**** Dataset ****
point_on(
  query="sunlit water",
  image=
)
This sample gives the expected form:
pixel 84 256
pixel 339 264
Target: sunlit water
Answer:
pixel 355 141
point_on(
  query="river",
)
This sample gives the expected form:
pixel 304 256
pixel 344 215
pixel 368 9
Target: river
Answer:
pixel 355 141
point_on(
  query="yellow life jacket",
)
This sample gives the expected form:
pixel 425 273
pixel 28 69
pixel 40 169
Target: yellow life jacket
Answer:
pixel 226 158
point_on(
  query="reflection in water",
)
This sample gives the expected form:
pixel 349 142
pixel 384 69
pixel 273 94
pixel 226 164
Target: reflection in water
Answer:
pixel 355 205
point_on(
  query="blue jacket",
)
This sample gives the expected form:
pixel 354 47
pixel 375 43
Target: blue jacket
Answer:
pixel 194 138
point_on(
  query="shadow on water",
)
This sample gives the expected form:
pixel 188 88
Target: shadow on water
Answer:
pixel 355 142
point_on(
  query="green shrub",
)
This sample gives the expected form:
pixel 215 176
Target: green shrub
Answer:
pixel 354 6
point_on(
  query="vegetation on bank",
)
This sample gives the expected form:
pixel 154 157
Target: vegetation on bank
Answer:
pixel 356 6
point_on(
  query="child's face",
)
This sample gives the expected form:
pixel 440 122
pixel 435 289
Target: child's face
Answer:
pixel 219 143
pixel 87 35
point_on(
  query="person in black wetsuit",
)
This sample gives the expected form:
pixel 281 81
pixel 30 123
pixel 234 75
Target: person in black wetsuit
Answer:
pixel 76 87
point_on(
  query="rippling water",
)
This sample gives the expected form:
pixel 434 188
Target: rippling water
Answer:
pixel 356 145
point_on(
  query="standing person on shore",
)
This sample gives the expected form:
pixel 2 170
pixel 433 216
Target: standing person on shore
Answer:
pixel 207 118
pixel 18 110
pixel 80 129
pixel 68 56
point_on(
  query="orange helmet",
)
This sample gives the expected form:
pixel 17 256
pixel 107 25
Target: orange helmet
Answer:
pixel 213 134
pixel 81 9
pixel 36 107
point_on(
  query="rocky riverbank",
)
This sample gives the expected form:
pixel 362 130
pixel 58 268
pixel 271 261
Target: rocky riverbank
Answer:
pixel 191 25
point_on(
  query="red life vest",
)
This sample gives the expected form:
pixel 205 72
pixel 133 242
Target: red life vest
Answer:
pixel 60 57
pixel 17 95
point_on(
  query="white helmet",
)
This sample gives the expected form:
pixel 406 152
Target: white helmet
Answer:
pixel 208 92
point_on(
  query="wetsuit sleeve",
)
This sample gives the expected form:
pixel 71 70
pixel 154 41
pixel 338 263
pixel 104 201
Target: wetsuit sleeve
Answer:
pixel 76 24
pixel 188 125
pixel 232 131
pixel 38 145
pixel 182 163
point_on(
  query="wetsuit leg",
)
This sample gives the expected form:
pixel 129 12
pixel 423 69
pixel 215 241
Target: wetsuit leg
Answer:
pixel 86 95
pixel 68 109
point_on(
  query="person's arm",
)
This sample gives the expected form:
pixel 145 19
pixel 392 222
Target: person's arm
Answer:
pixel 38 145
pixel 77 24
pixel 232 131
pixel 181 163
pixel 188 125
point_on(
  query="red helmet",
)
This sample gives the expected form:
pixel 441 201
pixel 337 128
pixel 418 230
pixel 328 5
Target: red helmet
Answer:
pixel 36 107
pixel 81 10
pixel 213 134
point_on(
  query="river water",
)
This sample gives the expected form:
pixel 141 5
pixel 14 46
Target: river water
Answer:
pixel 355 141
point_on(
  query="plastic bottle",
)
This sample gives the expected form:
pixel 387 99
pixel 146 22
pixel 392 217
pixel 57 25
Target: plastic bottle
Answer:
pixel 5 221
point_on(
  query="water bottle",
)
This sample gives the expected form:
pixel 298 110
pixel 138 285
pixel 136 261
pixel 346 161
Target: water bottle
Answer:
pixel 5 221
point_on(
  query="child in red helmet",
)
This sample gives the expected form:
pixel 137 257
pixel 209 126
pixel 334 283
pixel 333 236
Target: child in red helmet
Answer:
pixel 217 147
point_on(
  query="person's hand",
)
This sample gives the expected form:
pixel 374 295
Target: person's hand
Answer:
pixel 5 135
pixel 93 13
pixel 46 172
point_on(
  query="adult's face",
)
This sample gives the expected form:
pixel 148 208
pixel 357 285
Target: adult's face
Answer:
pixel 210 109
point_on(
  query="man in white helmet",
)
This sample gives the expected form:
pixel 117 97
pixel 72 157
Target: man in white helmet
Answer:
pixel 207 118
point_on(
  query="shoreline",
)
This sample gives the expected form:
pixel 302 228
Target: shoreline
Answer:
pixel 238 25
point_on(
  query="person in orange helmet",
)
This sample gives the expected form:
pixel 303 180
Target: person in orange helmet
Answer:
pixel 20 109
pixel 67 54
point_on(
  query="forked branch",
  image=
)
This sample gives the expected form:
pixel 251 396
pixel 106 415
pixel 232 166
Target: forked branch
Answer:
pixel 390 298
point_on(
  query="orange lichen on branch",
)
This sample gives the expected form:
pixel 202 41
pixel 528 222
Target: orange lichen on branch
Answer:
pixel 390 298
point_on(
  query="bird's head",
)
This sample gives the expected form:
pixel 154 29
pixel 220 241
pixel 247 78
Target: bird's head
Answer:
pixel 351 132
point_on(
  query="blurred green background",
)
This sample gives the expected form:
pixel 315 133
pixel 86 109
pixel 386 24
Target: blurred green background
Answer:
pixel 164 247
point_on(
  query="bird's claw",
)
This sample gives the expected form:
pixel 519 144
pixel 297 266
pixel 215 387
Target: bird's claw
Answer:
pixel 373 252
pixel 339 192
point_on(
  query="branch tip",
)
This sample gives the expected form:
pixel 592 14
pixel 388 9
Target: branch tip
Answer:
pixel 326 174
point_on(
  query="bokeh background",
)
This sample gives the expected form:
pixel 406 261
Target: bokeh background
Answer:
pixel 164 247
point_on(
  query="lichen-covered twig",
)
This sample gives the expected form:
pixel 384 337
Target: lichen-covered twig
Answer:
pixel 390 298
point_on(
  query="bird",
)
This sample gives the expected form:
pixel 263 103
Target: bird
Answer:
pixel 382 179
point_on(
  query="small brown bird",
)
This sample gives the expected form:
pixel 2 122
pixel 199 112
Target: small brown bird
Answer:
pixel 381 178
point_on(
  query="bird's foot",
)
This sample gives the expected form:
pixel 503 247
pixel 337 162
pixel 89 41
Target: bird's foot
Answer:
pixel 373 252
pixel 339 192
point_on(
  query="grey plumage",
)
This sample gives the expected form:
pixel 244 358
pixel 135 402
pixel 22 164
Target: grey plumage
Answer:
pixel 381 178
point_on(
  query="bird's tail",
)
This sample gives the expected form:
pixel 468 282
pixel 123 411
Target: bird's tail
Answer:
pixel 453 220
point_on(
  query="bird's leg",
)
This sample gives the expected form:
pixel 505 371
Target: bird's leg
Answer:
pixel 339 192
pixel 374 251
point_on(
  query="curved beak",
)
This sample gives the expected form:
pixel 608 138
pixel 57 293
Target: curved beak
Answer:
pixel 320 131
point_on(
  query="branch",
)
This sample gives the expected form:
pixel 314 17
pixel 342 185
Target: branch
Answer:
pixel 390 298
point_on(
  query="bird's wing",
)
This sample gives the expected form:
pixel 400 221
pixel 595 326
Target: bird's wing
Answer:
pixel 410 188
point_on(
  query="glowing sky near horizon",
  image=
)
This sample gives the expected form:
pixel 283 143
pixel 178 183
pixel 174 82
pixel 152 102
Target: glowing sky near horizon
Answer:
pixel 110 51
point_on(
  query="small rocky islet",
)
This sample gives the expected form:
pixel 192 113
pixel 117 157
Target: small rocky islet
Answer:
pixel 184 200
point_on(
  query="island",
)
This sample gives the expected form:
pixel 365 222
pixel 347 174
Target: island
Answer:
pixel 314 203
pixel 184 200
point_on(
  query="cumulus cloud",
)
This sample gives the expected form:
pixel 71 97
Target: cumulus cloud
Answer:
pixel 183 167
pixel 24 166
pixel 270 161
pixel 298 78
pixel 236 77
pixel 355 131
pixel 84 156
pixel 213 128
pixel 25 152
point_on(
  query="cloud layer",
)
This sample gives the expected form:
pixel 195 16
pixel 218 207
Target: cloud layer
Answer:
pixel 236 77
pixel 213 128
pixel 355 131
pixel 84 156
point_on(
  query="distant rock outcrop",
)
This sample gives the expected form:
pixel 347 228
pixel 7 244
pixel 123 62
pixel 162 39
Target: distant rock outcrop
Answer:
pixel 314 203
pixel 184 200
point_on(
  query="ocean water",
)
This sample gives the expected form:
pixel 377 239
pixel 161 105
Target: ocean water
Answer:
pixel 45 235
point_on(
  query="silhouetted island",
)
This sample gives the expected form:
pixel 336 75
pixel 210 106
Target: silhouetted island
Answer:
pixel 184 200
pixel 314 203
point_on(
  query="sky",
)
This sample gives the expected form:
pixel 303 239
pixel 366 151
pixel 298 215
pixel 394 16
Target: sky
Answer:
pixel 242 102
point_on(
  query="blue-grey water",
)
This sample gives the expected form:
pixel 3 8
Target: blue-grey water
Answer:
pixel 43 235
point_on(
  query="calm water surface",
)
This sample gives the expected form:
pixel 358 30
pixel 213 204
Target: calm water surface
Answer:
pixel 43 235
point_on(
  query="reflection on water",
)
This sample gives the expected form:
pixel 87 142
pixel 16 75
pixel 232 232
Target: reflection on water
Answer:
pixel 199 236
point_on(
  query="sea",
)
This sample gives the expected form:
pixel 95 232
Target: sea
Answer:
****
Repeat the rows above without any change, from the start of the rows through the line that contains "pixel 76 87", including both of those lines.

point_on(
  query="sunlit water",
  image=
)
This sample gives the expected form:
pixel 84 256
pixel 339 264
Target: sunlit water
Answer:
pixel 355 141
point_on(
  query="river",
)
This sample gives the expected form:
pixel 304 256
pixel 344 215
pixel 368 9
Target: river
Answer:
pixel 355 141
point_on(
  query="yellow life jacket",
)
This sample gives the expected form:
pixel 425 273
pixel 28 69
pixel 40 169
Target: yellow life jacket
Answer:
pixel 226 158
point_on(
  query="reflection in water",
)
This sample gives the expected form:
pixel 349 142
pixel 384 69
pixel 273 94
pixel 226 164
Target: reflection in water
Answer:
pixel 355 205
point_on(
  query="blue jacket",
)
This sample gives the expected form:
pixel 354 47
pixel 375 43
Target: blue jacket
Answer:
pixel 194 138
point_on(
  query="shadow on water",
)
This sample gives the expected form:
pixel 188 88
Target: shadow on water
Answer:
pixel 355 142
point_on(
  query="green shrub",
)
This sample gives the expected form:
pixel 215 176
Target: green shrub
Answer:
pixel 354 6
point_on(
  query="vegetation on bank",
)
This sample gives the expected form:
pixel 154 157
Target: vegetation on bank
Answer:
pixel 356 6
point_on(
  query="child's face",
)
This sample gives the expected form:
pixel 440 122
pixel 435 289
Target: child's face
Answer:
pixel 219 143
pixel 87 35
point_on(
  query="person in black wetsuit",
)
This sample gives the expected form:
pixel 281 81
pixel 30 123
pixel 234 75
Target: person in black wetsuit
Answer:
pixel 76 87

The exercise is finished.